Work instruction: Below is a set of records. Please retype every one exactly.

-*-*-

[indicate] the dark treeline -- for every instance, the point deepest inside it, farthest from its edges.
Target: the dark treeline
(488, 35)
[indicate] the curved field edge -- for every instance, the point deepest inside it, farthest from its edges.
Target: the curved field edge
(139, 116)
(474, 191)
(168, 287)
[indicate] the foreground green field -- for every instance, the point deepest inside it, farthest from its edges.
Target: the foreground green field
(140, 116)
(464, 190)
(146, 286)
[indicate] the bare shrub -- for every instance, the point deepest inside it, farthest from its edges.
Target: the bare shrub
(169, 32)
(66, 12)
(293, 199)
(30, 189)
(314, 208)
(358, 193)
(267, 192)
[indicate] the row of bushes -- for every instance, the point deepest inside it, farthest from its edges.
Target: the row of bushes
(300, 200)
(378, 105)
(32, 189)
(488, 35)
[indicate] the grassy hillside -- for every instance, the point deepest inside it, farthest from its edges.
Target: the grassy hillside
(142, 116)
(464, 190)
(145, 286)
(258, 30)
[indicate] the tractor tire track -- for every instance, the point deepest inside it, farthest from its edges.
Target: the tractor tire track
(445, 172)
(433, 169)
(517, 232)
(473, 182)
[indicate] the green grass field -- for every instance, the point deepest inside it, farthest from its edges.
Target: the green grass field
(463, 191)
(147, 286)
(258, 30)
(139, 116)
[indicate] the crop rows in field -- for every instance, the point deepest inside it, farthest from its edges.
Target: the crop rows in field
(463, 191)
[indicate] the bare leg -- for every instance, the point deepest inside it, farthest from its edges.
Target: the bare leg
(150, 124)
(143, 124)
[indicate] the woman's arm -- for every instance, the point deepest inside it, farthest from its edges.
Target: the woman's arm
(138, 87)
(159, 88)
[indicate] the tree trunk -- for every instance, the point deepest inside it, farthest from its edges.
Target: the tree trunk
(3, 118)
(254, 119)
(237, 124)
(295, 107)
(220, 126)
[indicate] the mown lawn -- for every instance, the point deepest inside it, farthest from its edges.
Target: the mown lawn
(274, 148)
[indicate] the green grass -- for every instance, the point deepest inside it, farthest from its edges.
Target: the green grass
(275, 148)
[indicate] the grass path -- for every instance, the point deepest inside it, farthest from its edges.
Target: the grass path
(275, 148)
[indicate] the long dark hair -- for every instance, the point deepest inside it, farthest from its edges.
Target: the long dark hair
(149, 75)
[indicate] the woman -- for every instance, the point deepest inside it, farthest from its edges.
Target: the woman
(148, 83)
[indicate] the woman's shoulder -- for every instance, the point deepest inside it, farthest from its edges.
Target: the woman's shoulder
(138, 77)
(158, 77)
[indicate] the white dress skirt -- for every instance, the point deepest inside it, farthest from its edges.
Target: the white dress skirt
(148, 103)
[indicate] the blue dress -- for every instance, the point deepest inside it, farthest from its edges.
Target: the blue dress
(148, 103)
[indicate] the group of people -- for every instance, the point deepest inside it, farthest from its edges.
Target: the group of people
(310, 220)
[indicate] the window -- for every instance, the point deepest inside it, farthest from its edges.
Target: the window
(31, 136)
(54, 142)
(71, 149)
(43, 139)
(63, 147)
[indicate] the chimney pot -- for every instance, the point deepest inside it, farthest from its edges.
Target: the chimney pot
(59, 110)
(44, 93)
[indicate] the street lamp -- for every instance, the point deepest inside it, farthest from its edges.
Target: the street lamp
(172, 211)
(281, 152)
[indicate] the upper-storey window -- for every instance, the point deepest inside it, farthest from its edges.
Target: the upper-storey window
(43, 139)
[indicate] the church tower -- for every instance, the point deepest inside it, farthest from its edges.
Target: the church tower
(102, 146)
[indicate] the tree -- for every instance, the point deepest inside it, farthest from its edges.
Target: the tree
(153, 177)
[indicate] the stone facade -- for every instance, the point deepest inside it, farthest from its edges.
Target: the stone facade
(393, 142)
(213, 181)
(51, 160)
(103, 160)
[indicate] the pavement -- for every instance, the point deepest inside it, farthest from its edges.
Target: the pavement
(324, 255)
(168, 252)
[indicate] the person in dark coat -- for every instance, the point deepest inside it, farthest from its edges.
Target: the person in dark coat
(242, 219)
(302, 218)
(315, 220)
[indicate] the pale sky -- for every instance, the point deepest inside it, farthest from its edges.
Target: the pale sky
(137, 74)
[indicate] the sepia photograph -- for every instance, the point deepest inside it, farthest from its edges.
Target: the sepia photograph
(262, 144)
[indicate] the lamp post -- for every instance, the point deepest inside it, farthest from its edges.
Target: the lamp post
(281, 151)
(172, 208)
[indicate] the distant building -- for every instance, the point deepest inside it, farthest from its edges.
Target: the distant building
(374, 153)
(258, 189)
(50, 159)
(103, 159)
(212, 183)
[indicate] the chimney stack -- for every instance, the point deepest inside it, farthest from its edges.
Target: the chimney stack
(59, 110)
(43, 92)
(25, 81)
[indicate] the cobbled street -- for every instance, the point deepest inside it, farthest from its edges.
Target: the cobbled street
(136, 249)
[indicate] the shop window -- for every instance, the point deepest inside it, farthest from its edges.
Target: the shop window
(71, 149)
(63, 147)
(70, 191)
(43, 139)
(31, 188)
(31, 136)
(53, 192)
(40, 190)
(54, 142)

-*-*-

Your solution:
[indicate] the dark treeline -- for every instance, the point deepest inside it, farthest from its edges.
Target: the dark treeline
(488, 35)
[indicate] the curved field edge -- for every instance, the point deepest inside it, farthest from its edges.
Target: the curved field edge
(139, 116)
(474, 191)
(168, 287)
[indicate] the foreground green field -- for every instance, the point deepest inside it, farthest from its edges.
Target: the foreground green field
(140, 116)
(464, 190)
(146, 286)
[indicate] the bare shrub -- for every instance, the point deepest inside it, farthest from its edges.
Target: the bare shrub
(169, 32)
(66, 12)
(293, 199)
(30, 189)
(314, 208)
(358, 193)
(267, 192)
[indicate] the row of bushes -- for every instance, the point deepest inside it, farthest from its edges.
Target: the row of bushes
(300, 200)
(378, 105)
(32, 189)
(488, 35)
[indicate] the grassy hillside -- for every instance, the point deepest inside it, farthest from its edges.
Target: the grassy hillside
(142, 116)
(464, 190)
(145, 286)
(258, 30)
[indicate] the tractor tire track -- for every instance, the point deepest inside it, farthest from its edges.
Target: the tractor tire track
(445, 172)
(433, 169)
(517, 232)
(473, 182)
[indicate] the green grass field -- for every instance, the point deepest inside it, farthest from its edges.
Target: the green grass field
(463, 191)
(147, 286)
(258, 30)
(139, 116)
[indicate] the crop rows in field -- for every instance, the point deepest inside it, farthest from its edges.
Target: the crop rows in field
(463, 191)
[indicate] the bare leg -- for every instance, the point deepest inside it, farthest from its edges.
Target: the bare leg
(150, 124)
(143, 124)
[indicate] the woman's arm -- for every instance, the point deepest inside it, farthest from its edges.
Target: the woman's arm
(138, 87)
(159, 88)
[indicate] the tree trunk -- for every instance, the point deepest inside it, farthest from its edges.
Target: the tree trunk
(3, 118)
(254, 119)
(237, 124)
(295, 107)
(220, 126)
[indicate] the mown lawn -- for every instance, the point deepest inside it, farthest from its edges.
Target: the mown lawn
(274, 148)
[indicate] the green grass -- for every instance, the point deepest inside it, farthest from its edges.
Target: the green grass
(275, 148)
[indicate] the grass path -- for every instance, the point deepest inside it, farthest from its edges.
Target: the grass path
(275, 148)
[indicate] the long dark hair -- for every instance, the point deepest inside it, farthest from its edges.
Target: the long dark hair
(149, 75)
[indicate] the woman -- for every instance, the point deepest inside it, farthest from its edges.
Target: the woman
(148, 83)
[indicate] the woman's shoulder -- for every instance, the point deepest inside it, farthest from its edges.
Target: the woman's shoulder
(138, 77)
(158, 77)
[indicate] the white dress skirt -- for every instance, the point deepest inside it, farthest from its edges.
Target: the white dress skirt
(148, 103)
[indicate] the blue dress -- for every instance, the point deepest inside it, farthest from its edges.
Target: the blue dress
(148, 103)
[indicate] the group of people -- for every instance, the point deepest inside it, farthest from its edges.
Target: the group of people
(310, 220)
[indicate] the window -- for every instance, the point deepest inside it, farthest from its edges.
Target: the window
(31, 136)
(54, 142)
(71, 149)
(43, 139)
(63, 147)
[indicate] the chimney pot -- for every instance, the point deepest inside it, farthest from its edges.
Target: the chimney pot
(59, 110)
(44, 93)
[indicate] the street lamp -- for every instance, the point deepest inside it, farthest from its edges.
Target: the street lamp
(172, 211)
(281, 152)
[indicate] the upper-storey window -- for every instance, the point deepest inside it, farthest from its edges.
Target: the upper-storey window
(43, 139)
[indicate] the church tower -- for every instance, the point deepest inside it, farthest from its edges.
Target: the church tower
(102, 146)
[indicate] the tree -- for every instance, the point deepest inside it, farthest from its edges.
Target: the tree
(153, 177)
[indicate] the stone facade -- for every instance, the point deepest inside it, farthest from its edges.
Target: the stone facade
(393, 142)
(213, 181)
(51, 160)
(103, 160)
[indicate] the pavement -- for every instance, the point deepest inside it, farthest from its edges.
Target: the pavement
(324, 255)
(168, 252)
[indicate] the person in dark coat -- for every instance, the point deepest inside it, farthest from its edges.
Target: the person in dark coat
(242, 219)
(302, 218)
(315, 220)
[indicate] the pale sky -- for every instance, the point deepest inside it, farthest from its edges.
Target: the pale sky
(137, 74)
[indicate] the sepia photograph -- for every instance, the point deepest inside it, farthest from its edges.
Target: the sepia photograph
(262, 144)
[indicate] the lamp post -- for every instance, the point deepest inside it, farthest from its edges.
Target: the lamp post
(281, 151)
(172, 208)
[indicate] the distant building -- for every instance, the point deepest inside it, farthest from its edges.
Target: the distant building
(374, 153)
(258, 189)
(50, 159)
(103, 159)
(212, 183)
[indicate] the chimney stack -- for every instance, the point deepest inside it, farthest from its edges.
Target: the chimney stack
(59, 110)
(43, 92)
(25, 81)
[indicate] the cobbled street -- for every instance, the point deepest inside it, farthest from its edges.
Target: the cobbled street
(136, 249)
[indicate] the shop window -- for every instance, the point deepest inside it, farthest from its edges.
Target: the shop window
(71, 149)
(63, 147)
(70, 191)
(43, 139)
(31, 188)
(31, 136)
(53, 192)
(40, 190)
(54, 142)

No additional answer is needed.